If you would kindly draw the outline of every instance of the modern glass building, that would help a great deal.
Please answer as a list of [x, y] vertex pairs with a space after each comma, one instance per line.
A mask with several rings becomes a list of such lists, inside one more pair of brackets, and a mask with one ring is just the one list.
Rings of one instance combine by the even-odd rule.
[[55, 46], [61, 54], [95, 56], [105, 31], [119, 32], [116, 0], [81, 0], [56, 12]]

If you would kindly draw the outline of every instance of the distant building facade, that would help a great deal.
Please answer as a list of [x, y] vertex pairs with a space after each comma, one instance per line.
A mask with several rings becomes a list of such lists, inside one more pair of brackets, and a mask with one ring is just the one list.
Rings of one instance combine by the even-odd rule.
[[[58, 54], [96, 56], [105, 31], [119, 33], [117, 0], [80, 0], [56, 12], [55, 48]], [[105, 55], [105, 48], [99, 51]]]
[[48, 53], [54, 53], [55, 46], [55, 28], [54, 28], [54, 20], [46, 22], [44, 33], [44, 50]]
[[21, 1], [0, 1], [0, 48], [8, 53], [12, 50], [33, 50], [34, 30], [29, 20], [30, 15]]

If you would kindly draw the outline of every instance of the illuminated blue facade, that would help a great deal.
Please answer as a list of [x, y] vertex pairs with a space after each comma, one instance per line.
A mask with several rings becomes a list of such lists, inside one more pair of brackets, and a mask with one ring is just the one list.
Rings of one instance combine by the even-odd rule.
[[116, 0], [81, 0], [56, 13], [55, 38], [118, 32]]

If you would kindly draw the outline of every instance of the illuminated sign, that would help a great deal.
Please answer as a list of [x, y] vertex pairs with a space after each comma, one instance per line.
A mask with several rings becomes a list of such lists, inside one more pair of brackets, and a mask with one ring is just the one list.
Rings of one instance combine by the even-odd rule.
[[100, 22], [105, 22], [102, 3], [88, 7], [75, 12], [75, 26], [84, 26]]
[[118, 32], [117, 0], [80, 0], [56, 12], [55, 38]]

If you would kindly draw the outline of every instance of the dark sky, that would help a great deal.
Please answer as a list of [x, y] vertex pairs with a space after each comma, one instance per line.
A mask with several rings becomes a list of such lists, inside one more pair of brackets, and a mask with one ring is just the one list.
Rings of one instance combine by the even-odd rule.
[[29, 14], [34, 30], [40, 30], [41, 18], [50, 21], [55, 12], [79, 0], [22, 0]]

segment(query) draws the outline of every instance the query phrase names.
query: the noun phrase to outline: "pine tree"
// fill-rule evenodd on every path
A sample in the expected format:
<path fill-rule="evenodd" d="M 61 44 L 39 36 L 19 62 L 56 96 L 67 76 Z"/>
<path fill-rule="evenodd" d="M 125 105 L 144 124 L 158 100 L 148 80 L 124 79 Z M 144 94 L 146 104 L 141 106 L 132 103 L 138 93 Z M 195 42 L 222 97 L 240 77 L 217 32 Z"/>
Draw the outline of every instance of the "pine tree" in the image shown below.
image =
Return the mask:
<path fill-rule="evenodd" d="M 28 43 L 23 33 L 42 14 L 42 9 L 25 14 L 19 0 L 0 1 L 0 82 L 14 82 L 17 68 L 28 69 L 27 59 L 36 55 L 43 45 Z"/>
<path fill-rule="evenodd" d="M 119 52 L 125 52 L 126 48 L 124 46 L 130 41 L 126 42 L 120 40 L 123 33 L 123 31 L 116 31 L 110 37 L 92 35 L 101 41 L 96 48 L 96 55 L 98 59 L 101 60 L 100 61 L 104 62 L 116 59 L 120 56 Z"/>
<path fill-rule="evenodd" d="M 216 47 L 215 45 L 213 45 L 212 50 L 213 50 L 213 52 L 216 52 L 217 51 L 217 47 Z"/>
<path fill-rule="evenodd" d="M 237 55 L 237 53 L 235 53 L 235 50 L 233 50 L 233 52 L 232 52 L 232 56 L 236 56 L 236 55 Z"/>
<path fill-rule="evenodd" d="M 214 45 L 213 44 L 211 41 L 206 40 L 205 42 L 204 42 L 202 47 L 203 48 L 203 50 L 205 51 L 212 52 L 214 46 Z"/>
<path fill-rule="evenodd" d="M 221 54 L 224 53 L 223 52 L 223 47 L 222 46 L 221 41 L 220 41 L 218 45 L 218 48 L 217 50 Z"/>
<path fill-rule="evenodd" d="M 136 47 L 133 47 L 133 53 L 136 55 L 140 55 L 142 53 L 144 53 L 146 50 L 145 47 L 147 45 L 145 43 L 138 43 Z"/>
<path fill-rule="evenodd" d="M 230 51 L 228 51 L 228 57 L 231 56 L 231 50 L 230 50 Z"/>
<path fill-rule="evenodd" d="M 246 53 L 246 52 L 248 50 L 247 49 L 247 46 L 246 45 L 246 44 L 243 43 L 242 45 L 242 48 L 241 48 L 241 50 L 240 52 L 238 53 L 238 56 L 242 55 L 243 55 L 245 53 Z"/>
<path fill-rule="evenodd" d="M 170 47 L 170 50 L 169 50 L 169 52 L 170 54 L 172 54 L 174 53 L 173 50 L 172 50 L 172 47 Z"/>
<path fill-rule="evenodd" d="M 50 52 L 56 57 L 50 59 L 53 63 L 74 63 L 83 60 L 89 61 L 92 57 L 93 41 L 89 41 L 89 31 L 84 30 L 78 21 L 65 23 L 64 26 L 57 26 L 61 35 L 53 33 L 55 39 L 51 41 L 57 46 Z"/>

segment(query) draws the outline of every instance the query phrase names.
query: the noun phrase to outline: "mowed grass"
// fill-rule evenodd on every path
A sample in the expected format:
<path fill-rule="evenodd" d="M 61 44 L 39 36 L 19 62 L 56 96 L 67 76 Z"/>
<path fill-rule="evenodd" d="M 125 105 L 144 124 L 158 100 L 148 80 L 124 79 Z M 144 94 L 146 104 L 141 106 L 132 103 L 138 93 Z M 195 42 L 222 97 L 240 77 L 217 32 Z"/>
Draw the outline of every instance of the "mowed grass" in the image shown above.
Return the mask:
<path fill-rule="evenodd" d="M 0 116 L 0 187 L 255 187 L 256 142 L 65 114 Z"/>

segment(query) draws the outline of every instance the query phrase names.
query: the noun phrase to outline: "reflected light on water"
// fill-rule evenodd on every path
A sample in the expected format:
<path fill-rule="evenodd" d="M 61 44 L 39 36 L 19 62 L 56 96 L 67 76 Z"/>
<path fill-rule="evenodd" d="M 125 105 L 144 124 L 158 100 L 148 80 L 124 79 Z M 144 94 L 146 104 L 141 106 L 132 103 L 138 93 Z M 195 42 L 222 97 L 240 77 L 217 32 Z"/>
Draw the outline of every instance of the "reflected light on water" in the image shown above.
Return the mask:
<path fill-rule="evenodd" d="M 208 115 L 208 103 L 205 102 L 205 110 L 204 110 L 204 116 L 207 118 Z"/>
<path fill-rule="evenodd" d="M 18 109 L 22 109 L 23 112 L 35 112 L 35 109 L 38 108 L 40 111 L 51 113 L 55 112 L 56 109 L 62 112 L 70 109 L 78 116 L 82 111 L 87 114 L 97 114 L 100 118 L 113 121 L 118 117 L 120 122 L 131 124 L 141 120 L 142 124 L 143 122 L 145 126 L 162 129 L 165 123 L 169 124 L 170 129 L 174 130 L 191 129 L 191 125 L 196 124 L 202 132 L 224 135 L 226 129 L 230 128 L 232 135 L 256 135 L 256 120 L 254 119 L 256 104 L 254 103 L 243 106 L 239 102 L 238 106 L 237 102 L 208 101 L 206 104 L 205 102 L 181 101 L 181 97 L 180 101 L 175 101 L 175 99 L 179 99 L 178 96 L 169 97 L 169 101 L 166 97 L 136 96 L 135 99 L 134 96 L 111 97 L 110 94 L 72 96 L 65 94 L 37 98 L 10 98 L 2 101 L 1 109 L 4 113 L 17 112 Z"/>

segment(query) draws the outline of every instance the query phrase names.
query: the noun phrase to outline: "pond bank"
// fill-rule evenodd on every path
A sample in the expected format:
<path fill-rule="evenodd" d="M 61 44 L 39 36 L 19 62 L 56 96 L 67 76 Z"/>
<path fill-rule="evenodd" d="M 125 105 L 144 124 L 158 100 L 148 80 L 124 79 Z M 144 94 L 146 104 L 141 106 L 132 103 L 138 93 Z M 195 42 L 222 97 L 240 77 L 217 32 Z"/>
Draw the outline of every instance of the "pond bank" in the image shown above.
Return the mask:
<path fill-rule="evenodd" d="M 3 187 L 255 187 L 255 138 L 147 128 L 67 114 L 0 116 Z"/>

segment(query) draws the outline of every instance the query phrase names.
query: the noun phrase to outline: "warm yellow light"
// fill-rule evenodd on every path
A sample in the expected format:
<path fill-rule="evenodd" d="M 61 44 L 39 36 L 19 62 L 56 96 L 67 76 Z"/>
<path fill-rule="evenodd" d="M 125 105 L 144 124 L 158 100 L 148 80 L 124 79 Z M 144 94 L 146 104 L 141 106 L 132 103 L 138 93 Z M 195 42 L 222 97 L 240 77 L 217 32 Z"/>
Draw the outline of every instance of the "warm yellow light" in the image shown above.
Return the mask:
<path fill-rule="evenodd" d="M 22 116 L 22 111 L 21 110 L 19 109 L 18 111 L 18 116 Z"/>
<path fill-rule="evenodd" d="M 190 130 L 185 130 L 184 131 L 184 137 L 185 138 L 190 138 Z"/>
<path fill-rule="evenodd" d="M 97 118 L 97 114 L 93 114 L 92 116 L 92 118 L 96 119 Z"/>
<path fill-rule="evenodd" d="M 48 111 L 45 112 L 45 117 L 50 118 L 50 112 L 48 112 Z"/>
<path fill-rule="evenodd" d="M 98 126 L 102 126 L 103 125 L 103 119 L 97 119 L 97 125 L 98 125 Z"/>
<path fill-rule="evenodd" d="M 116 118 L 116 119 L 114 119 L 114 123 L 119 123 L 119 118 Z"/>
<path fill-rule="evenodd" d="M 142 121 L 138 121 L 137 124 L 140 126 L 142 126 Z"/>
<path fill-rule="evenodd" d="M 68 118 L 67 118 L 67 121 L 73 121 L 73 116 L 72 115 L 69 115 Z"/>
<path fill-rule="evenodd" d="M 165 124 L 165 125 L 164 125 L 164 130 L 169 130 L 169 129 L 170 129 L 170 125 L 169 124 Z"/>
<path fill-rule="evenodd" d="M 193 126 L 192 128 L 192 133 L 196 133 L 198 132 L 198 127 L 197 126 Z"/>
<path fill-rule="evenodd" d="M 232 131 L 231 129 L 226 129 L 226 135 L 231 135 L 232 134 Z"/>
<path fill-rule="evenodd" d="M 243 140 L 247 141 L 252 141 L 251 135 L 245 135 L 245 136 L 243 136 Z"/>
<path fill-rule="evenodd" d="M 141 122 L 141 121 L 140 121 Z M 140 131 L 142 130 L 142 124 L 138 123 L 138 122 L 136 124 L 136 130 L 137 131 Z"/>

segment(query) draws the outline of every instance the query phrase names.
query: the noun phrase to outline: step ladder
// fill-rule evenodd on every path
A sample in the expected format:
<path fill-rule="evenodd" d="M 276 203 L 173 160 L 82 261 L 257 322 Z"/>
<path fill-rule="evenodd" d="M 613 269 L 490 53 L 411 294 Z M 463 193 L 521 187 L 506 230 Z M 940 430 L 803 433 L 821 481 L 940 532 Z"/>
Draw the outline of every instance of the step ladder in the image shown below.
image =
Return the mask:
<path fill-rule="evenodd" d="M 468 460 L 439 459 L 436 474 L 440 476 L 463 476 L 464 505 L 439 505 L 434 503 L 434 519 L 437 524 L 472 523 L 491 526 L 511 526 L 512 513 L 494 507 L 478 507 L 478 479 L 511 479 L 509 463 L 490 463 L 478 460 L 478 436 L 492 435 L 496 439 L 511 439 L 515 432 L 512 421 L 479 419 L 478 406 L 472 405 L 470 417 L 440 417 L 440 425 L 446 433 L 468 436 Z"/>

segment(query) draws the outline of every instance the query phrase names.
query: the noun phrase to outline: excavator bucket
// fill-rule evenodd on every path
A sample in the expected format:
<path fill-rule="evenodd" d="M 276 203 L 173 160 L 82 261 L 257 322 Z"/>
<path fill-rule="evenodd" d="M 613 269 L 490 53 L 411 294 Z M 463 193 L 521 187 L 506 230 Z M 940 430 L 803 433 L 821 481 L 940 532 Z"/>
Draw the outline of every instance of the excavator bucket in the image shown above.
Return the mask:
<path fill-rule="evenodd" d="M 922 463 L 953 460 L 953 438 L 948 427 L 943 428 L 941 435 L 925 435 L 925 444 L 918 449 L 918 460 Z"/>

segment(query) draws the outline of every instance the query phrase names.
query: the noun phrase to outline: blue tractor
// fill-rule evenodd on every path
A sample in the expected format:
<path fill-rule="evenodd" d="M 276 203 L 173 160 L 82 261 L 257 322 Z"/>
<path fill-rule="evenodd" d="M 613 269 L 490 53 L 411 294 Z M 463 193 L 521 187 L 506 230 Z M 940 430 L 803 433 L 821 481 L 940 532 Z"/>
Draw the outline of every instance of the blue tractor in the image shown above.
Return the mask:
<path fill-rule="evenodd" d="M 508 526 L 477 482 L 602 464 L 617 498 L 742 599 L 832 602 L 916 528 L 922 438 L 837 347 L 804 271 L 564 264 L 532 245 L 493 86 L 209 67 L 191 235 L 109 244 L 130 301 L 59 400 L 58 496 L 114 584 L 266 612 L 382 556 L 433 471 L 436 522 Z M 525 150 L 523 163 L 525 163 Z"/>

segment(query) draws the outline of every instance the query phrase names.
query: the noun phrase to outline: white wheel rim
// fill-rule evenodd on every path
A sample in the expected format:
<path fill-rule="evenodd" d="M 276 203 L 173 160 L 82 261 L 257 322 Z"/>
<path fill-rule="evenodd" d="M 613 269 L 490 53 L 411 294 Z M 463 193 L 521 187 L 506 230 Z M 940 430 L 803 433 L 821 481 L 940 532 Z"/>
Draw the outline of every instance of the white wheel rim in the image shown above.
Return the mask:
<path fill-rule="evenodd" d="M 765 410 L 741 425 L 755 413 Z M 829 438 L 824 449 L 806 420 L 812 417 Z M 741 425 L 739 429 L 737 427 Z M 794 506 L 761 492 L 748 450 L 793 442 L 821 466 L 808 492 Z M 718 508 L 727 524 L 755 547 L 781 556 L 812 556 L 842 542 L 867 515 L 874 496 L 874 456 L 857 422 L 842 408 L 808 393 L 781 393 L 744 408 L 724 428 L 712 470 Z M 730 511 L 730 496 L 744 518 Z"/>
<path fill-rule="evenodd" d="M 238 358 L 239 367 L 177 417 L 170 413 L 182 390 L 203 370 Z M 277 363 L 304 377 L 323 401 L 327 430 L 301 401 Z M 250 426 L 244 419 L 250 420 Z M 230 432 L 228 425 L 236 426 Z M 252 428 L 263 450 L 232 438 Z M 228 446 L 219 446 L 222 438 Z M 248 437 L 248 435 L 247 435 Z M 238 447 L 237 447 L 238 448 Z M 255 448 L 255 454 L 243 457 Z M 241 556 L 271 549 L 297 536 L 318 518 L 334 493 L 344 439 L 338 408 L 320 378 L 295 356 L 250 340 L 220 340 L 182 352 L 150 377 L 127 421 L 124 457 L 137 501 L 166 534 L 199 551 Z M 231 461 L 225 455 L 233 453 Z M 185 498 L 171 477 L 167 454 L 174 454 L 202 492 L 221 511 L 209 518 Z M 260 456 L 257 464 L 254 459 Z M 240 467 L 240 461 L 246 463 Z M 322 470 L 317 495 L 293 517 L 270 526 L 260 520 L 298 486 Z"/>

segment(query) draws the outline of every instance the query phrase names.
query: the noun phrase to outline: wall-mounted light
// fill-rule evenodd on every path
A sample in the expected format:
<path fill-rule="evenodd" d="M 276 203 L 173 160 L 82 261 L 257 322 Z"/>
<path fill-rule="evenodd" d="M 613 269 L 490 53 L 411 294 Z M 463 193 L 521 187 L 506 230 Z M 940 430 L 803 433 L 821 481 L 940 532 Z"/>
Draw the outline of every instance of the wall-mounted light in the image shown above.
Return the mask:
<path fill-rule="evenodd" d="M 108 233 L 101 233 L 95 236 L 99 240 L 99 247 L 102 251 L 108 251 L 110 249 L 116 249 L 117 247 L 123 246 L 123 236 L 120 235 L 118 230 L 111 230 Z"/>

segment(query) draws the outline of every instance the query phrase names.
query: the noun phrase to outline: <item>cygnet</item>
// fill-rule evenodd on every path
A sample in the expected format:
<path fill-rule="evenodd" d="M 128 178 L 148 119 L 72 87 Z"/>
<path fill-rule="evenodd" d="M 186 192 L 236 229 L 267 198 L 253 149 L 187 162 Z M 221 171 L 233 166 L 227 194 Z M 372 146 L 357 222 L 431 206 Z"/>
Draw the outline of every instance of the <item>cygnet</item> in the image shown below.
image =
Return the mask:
---*---
Task to carry out = Put the lines from the start of the rows through the line containing "[[116, 0], [81, 0], [56, 13], [55, 38], [118, 32]]", inclusive, into a Markdown table with columns No. and Text. Number each line and leave out blank lines.

Response to the task =
| No. | Text |
|---|---|
| 1 | If you would kindly draw the outline of every instance of the modern glass building, that would help a great deal. |
| 2 | Please answer as a list of [x, y] vertex pairs with a space after each comma, one instance per line. |
| 3 | A mask with several rings becomes a list of such lists, inside one more pair of brackets, and a mask with one ring is just the one list. |
| 4 | Rings of one instance combine by the even-odd rule. |
| 5 | [[55, 46], [61, 54], [95, 56], [105, 31], [119, 32], [116, 0], [81, 0], [56, 12]] |
| 6 | If you would kindly draw the outline of every instance of the distant building facade, that would help a great deal. |
| 7 | Please answer as a list of [x, y] vertex pairs with a space after each comma, one instance per line. |
| 8 | A mask with several rings becomes a list of such lists, inside one more pair of brackets, and a mask with one ring is just the one list. |
| 9 | Rings of one instance combine by the even-odd rule. |
| 10 | [[[58, 54], [96, 56], [105, 31], [119, 33], [117, 0], [80, 0], [56, 12], [55, 48]], [[105, 55], [105, 48], [99, 51]]] |
| 11 | [[48, 53], [54, 53], [55, 46], [55, 28], [54, 28], [54, 20], [46, 22], [44, 33], [44, 50]] |
| 12 | [[21, 1], [0, 1], [0, 48], [8, 53], [12, 50], [33, 50], [34, 30], [29, 20], [30, 15]] |
| 13 | If you would kindly draw the outline of every instance of the illuminated blue facade, that would help a great deal. |
| 14 | Please answer as a list of [x, y] vertex pairs with a space after each comma, one instance per line. |
| 15 | A mask with several rings becomes a list of such lists, inside one more pair of brackets, and a mask with one ring is just the one list. |
| 16 | Rings of one instance combine by the even-odd rule. |
| 17 | [[116, 0], [81, 0], [56, 13], [55, 38], [118, 32]] |